List of tasks:
1/ List every field that the GPIO_BUTTON macro sets in the i.MX6 power key code.
2/ In the i.MX6 power key code, what name does the platform device get?

This code is specific to the Freescale i.MX6 provided kernel but the different parts should easily be ported/Adapted to other Android Embedded Platforms.

GPIO define. I am skipping the GPIO pin mux for simplicity. The pin needs to be multiplexed to the GPIO functionality:

#define GP_ONOFF_KEY        IMX_GPIO_NR(2, 3)

Definition of the input key

#define GPIO_BUTTON(gpio_num, ev_code, act_low, descr, wake)    \
{                               \
    .gpio       = gpio_num,             \
    .type       = EV_KEY,               \
    .code       = ev_code,              \
    .active_low = act_low,              \
    .desc       = "btn " descr,             \
    .wakeup     = wake,                 \
}

static struct gpio_keys_button buttons[] = {
    GPIO_BUTTON(GP_ONOFF_KEY, KEY_POWER, 1, "key-power", 1),
};

Definition of the corresponding platform data and platform device:

static struct gpio_keys_platform_data button_data = {
    .buttons    = buttons,
    .nbuttons   = ARRAY_SIZE(buttons),
};

static struct platform_device button_device = {
    .name       = "gpio-keys",
    .id     = -1,
    .num_resources  = 0,
    .dev        = {
        .platform_data = &button_data,
    }
};

Registering of the platform device

static void __init add_device_buttons(void)

Records provided:

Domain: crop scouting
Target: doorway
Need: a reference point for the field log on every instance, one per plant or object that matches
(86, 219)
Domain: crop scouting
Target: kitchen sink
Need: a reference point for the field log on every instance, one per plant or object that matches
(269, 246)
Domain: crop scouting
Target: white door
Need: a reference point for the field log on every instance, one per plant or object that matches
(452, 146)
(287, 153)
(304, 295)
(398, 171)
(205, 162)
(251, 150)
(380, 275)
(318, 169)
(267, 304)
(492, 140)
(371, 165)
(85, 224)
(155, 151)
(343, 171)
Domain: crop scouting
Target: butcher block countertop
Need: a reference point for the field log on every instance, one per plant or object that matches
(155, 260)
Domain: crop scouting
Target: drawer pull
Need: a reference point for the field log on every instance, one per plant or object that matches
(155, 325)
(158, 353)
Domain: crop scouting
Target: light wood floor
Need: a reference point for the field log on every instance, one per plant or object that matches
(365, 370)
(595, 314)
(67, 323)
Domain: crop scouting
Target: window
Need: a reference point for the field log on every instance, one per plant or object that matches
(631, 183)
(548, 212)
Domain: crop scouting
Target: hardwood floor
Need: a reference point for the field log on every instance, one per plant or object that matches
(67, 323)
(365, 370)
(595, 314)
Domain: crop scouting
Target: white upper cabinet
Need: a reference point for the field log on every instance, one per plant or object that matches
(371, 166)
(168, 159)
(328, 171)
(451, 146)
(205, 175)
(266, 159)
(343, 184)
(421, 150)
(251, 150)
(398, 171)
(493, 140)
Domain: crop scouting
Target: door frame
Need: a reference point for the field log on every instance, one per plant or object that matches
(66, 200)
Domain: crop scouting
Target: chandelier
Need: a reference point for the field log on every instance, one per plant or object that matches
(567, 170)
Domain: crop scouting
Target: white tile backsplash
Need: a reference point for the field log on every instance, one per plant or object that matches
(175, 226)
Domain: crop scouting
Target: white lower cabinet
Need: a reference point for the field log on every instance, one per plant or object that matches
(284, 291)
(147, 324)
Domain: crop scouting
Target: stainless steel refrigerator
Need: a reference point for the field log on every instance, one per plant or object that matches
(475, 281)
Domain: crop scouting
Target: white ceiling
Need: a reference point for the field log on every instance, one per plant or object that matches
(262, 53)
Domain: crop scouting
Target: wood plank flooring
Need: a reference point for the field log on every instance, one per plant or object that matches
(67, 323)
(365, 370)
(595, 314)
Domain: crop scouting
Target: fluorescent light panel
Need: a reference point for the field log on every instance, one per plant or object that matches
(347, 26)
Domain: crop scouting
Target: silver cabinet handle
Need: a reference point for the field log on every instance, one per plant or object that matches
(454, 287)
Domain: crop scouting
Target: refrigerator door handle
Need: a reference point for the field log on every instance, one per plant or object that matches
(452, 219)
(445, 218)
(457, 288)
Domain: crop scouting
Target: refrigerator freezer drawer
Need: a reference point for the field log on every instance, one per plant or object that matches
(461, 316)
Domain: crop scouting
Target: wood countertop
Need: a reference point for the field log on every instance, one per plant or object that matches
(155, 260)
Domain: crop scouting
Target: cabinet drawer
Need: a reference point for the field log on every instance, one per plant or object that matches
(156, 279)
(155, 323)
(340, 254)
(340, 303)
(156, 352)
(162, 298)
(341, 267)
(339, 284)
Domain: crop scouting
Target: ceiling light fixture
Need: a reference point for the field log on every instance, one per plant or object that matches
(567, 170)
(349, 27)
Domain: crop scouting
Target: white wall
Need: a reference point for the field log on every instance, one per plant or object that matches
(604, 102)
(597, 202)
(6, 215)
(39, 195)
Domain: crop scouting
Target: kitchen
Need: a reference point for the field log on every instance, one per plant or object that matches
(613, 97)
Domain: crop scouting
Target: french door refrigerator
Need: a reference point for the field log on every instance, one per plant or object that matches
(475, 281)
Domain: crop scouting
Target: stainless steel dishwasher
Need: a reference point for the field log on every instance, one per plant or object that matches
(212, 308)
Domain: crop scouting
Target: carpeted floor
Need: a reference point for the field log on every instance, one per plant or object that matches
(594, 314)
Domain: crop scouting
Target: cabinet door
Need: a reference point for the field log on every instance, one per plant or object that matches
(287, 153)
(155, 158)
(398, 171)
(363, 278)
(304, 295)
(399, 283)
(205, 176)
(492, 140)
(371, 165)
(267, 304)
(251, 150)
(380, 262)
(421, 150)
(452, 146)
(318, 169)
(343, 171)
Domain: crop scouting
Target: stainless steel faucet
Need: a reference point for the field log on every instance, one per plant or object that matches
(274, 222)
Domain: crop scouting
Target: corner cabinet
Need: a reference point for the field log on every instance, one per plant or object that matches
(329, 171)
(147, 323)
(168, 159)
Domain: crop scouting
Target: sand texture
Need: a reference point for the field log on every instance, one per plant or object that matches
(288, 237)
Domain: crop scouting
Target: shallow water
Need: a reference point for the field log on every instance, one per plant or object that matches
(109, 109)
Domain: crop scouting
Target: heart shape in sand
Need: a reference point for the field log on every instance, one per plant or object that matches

Solutions to the tasks:
1/ gpio, type, code, active_low, desc, wakeup

2/ "gpio-keys"